» **問題と課題**
**A)** 長血の女性についての説教から、次の一文を英語に翻訳してください。「多くの求道者は、キリスト教には他の宗教にない真理があると考えて、教会に来て説教を聞いておられるのでしょう。」
**B)** 長血の女性についての説教の続きを、最後の文のあとから書き足してください。

彼女は、イエスのことを耳にして、群衆の中に紛れ込み、うしろから、イエスの着物にさわった。「お着物にさわることでもできれば、きっと直る」と考えていたからである。すると、すぐに、血の源がかれて、ひどい痛みが直ったことを、からだに感じた。

 クリスチャンの方は、今までもどこかでこの箇所からの説教を聞いたという方もいるでしょう。そしてもしかしたらそこで語られたことは「あなたも、この長血の女性のように熱心な信仰をもってイエスに近づきなさい」というものではなかったでしょうか。そうです、確かにイエス様は彼女に対して「あなたの信仰があなたを直したのです」と言われました。
 しかし次はクリスチャンではなく、求道者の方々にこうお聞きしましょう。「キリストの着物に触ることができれば、きっと直る」という一途な思い、それが信仰なのだという主張に納得できますか、という質問です。多くの求道者は、キリスト教には他の宗教にない真理があると考えて、教会に来て説教を聞いておられるのでしょう。仏教や神道には、百回お参りすれば願いが叶うという、いわゆるお百度参りと言われる教えがあります。多くの新宗教、新々宗教も、その教祖は熱心な修行の末、悟りを得たと主張します。そのようなはじめに熱心ありきという他の宗教と、着物に触りさえすればという聖書の教えはどう違うのでしょうか。

» **データ部分**
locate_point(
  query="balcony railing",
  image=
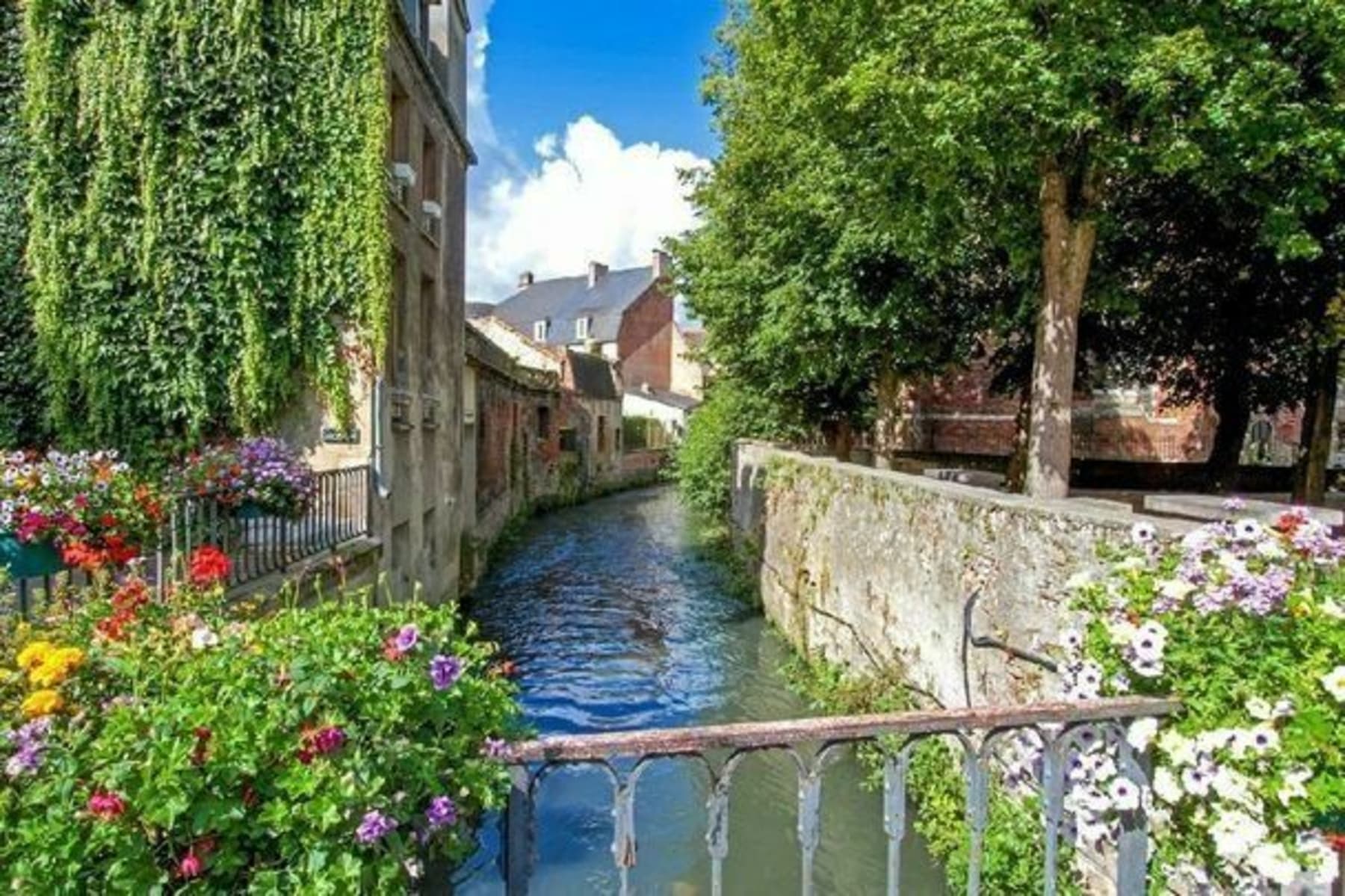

» **記述回答**
**A)** Many seekers probably come to church and listen to sermons because they believe Christianity holds a truth that other religions do not.

**B)**
 間違えていけないのは、彼女の一途な行動がイエス様から力を引き出したのだ、これこそ信仰だという発想です。聖書によれば、救いとはイエス様が神の子であり、私の贖い主であることを告白する信仰によるのであり、決してイエス様のお着物や髪の毛に触ることではありません。ではなぜこの女性がイエス様の着物のすそに触ったときに彼女は直ったのでしょうか。それは一方的なあわれみです。父なる神の御力が、イエス様のみからだを通して働き、彼女を救いへの入口に立たせてくださったのです。説教の初めにこう問いかけました。彼女にとって本当に必要なものは何だったでしょうか。長血の病がいやされれば、それが救いなのか。そうではないでしょう。12年間、あらゆる人々に傷つけられ、避けられてきた人生そのものが回復しなければなりません。それまでの12年間さえも感謝をもって受けとめられる、心のいやしが起こらなければならないのです。それこそが彼女に必要なものだったのです。彼女は気づきません。しかしイエス様は気づいておられました。だからこそ、彼女をそのまま人混みの中に去らせようとなされなかったのです。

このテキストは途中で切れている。